Zitierter Text =
=======

# Windows Root: Genutzte Ports und Traffic/Port feststellen



## Peacemaker2 (25. April 2005)

Ich suche nach einem bzw zwei Tools, mit denen ich auf einem Windows-Server zum einen feststellen kann, welche Ports von welchem Programm genutzt werden und welcher Traffic an welchem Port anfällt.
Hintergrund: Einige Spielehersteller dokumentieren ihre Server nicht optimal und es ist manchmal ziemlich schwierig, die Firewall des Servers passend zu konfigurieren.


----------



## Dennis Wronka (25. April 2005)

Vorausgesetzt der Server liefert entsprechende Informationen kannst Du mit nmap einen Version-Scan starten und anhand der Ausgaben sehen was hinter dem Port steckt.
Den Version-Scan startest Du mit nmap -sV host


----------



## Peacemaker2 (25. April 2005)

Ich suche eher einen Sniffer, der direkt auf dem Server laufen soll, hab da aber für Win bisher nichts gefunden, jedenfalls nichts bezahlbares.


----------



## Dennis Wronka (26. April 2005)

Ethereal ist kostenlos und kann 'ne ganze Menge.


----------

=======

Aufgabe 1 =
Nenne für jeden Beitrag im zitierten Text den Verfasser und das Datum, in der Reihenfolge der Beiträge.
Aufgabe 2 =
Mit welchem Befehl startet man laut zitiertem Text den Version-Scan?
Aufgabe 3 =
Zitiere aus dem zitierten Text wörtlich die Stelle, die mit „Ich suche nach“ beginnt, und endet nach „passend zu konfigurieren.“.
Die Daten stehen in keinem Zusammenhang mit dem zitierten Text.

Datenzeilen =
=======

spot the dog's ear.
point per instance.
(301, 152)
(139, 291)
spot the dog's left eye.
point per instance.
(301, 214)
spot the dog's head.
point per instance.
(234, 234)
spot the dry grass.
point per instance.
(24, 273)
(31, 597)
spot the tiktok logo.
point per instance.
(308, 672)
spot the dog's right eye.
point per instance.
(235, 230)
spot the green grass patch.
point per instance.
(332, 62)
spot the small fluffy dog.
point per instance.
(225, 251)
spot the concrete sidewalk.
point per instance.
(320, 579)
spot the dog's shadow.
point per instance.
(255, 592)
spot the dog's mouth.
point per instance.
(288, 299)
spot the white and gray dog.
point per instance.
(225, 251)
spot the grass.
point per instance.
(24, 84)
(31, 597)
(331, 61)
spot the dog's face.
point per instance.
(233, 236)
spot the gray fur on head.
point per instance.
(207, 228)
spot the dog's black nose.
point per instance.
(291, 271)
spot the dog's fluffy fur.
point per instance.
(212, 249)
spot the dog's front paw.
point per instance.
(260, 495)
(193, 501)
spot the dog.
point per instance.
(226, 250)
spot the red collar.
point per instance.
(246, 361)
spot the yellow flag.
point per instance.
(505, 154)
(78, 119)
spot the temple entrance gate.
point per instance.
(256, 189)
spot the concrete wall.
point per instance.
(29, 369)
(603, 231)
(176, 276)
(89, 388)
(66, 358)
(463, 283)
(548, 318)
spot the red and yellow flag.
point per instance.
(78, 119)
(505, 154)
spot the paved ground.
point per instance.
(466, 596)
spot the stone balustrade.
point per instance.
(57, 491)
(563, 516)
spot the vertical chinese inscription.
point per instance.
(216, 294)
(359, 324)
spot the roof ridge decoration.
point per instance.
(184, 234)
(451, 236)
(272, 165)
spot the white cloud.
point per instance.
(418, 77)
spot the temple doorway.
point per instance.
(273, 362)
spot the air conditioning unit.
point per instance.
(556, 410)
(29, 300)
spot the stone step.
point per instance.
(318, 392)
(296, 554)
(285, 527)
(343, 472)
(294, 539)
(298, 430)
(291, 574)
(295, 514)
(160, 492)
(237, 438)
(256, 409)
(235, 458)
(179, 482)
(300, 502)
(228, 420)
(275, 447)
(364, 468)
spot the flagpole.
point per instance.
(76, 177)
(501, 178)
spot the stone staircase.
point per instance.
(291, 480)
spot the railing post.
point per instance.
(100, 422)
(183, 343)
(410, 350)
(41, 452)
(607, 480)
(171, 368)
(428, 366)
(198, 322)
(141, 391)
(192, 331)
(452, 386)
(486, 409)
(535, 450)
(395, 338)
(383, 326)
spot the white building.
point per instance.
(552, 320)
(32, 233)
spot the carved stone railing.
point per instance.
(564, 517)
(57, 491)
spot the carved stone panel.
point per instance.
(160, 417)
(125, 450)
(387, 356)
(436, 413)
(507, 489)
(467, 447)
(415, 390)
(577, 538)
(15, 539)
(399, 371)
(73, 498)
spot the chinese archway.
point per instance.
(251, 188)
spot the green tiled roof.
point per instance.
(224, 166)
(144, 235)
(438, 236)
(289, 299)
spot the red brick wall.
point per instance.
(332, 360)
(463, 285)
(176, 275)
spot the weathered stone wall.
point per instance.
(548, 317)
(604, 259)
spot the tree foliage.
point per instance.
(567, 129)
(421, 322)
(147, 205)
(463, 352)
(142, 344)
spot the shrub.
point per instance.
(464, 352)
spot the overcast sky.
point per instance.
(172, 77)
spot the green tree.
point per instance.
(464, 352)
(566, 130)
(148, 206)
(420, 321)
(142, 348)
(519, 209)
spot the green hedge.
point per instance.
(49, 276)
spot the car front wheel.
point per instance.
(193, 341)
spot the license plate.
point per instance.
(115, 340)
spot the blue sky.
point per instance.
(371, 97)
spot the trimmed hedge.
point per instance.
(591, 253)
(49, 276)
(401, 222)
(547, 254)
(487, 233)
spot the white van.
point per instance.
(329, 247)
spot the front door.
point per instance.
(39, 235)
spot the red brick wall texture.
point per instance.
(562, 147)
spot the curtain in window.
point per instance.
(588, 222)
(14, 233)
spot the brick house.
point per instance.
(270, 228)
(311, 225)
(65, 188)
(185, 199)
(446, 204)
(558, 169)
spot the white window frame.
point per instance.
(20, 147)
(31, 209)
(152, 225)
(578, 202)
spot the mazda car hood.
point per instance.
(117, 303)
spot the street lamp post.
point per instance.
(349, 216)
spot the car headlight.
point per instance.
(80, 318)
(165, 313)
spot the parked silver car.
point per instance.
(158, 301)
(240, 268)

=======

Richtige Antwort 1 =
Peacemaker2, 25. April 2005
Dennis Wronka, 25. April 2005
Peacemaker2, 25. April 2005
Dennis Wronka, 26. April 2005

Richtige Antwort 2 =
nmap -sV host

Richtige Antwort 3 =
Ich suche nach einem bzw zwei Tools, mit denen ich auf einem Windows-Server zum einen feststellen kann, welche Ports von welchem Programm genutzt werden und welcher Traffic an welchem Port anfällt.
Hintergrund: Einige Spielehersteller dokumentieren ihre Server nicht optimal und es ist manchmal ziemlich schwierig, die Firewall des Servers passend zu konfigurieren.